§ **EXCERPTED DATA**
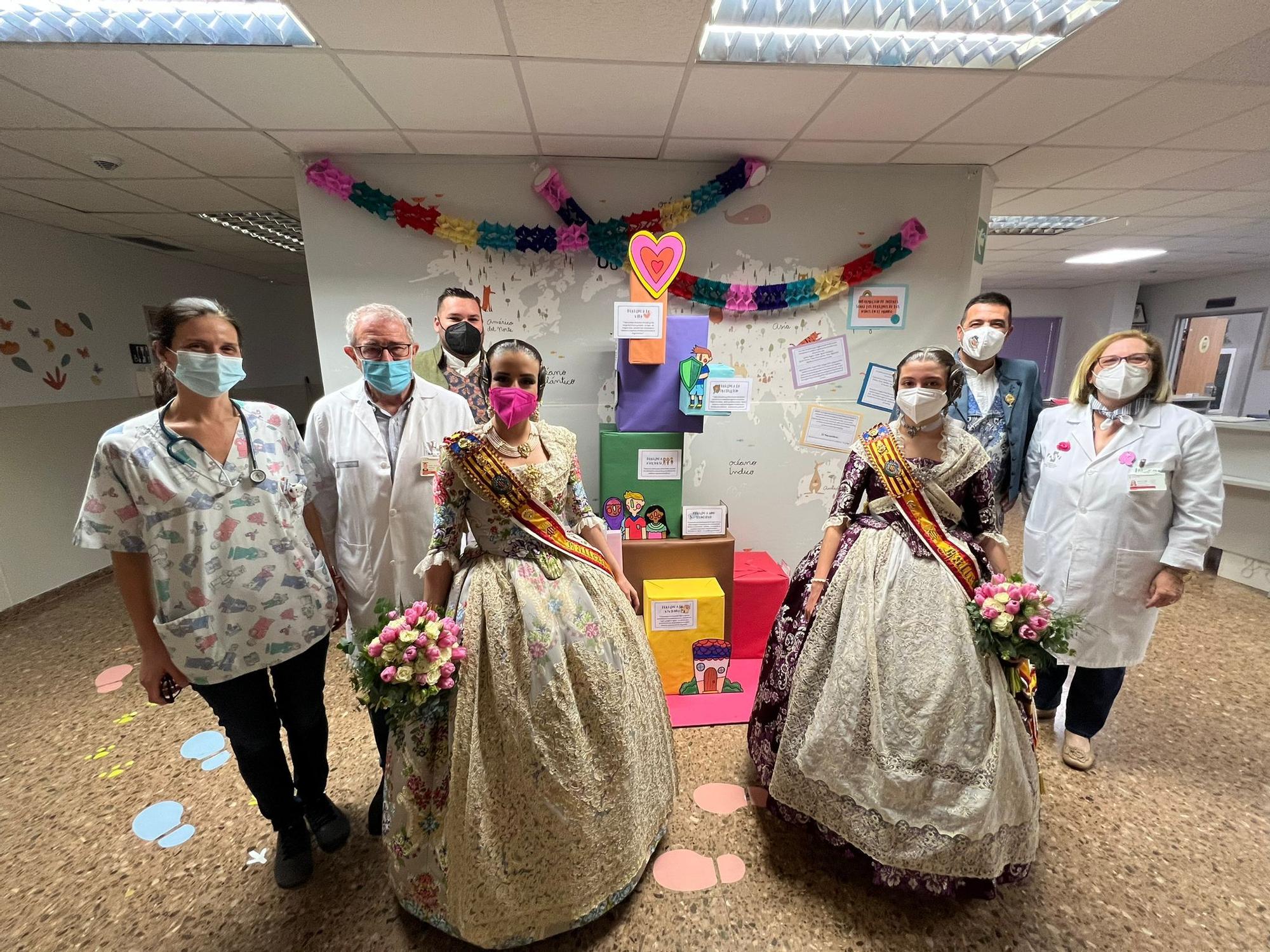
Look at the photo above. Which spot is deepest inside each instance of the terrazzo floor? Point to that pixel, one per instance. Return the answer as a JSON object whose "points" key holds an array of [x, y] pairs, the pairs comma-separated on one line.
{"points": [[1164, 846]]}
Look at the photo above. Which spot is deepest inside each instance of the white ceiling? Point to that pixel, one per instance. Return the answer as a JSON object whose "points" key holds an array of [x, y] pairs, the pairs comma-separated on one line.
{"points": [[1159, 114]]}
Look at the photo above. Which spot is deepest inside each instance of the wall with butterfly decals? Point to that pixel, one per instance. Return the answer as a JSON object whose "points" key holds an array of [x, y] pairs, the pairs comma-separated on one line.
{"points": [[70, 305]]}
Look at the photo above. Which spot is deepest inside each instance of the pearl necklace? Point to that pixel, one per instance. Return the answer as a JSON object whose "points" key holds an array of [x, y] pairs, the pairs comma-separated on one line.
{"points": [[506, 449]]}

§ **WHAT THE EXERCISE ASKS**
Rewrite all of the rows above with every "instance" changed to "occurrence" and nothing else altered. Omit the pictures.

§ **WRITTEN SOLUTION**
Look at the photo above. Which spot is deepest inside each occurrence of the terrazzo floor? Point to that pixel, one per occurrence. Return the answer as a JSON object whose "points" key holds an array of [x, y] pairs, the pairs comma-separated on one line.
{"points": [[1164, 846]]}
Look at the photo above. Which spot is deepest inside each occurrence of the white ceiling? Point to that pixel, one per occurrence. Return the answer as a JSON object whose "points" key holds an array of [x, y] pairs, the pairs comma-separated on one line.
{"points": [[1159, 114]]}
Look at the photo above. Which spot is deepest inside each occurrence of the wall with butterfly decals? Point to that pixel, one per occurrence. Return the answer as a JSON object whose "points" key holds an array of [x, y] pairs, the pairs comma-separated on one line.
{"points": [[70, 305]]}
Look at the photo above. Which spot is deepest inside each occurrence of the pearl necklace? Point to that pixel, one per occurrence. Return the answer as a JSON object whose "points" key holds an array of [x, y] pairs, the pairs comma-separated on one line.
{"points": [[506, 449]]}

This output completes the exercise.